Stored items from a collection
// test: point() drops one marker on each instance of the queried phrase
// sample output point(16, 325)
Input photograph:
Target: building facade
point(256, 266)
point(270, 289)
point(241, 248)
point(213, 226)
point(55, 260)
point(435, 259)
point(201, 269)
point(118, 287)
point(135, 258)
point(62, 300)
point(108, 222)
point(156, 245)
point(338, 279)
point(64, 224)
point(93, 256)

▶ _Problem to solve_
Nothing should be dropped or changed, so repeat all of the entries exactly.

▶ _Your solution_
// test: point() drops one marker on each instance of the queried phrase
// sample output point(16, 325)
Input photograph:
Target: building facade
point(256, 266)
point(270, 289)
point(241, 248)
point(213, 226)
point(55, 260)
point(435, 259)
point(201, 269)
point(118, 287)
point(135, 258)
point(62, 300)
point(108, 222)
point(156, 245)
point(338, 279)
point(64, 224)
point(93, 256)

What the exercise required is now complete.